**Written exercise A**.
Duplicate the part of the canyon debate from "Uplift > erosion" up to and including "300 meters deep.".
**Written exercise B**.
In the canyon debate, explain in one to three sentences why one writer questions the claim that the Grand Canyon is unique.

See, this is typical hogwash - nobody says that what ntoday is a mountain top was a mountain top millions of years ago. Ever heard of uplift? Ever heard of erosion?
Uplift > erosion = mountain
uplift < erosion = valley

:lol:

The Grand Canyon is unique. Of course the processes that cut other canyons, will not be exactly the same for the Grand Canyon. The Missoula Flood is thought to have carved the Grand Coulee Gorge, which is only 80km long, and 300 meters deep.
Depends on how you define 'unique'. There's a bunch of similar valleys, vertical walls in hard rocks.

You also said that water couldn't quickly cut through solid rock, but water or a mudflow did just that in 1982 in Mt. St. Helens.
A blantant lie or outride 100% stupidity - please get a rock from a Grand Canyon sandstone or limestone and smash it against some aash from Mt. St. Helens. See whicxh is harder :rolleyes:
Also, you did not dispute my statement about the Missoula Flood carving through solid rock.
Why shouzld I? :lol:
Maybe you should consider it possible that a breached dam could carve the Grand Canyon relatively quickly, considering that other canyons have been observed to be cut quickly (of which I gave 3 examples).

**Data rows**.

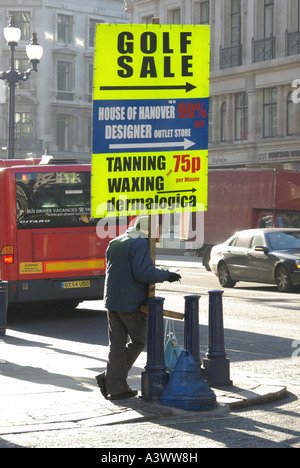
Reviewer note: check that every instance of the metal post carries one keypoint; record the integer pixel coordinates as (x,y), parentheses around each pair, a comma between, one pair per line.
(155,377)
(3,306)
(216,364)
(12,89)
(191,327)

**Correct output A**.
Uplift > erosion = mountain
uplift < erosion = valley

:lol:

The Grand Canyon is unique. Of course the processes that cut other canyons, will not be exactly the same for the Grand Canyon. The Missoula Flood is thought to have carved the Grand Coulee Gorge, which is only 80km long, and 300 meters deep.

**Correct output B**.
The writer says it depends on how "unique" is defined, because there are many similar valleys with vertical walls in hard rocks.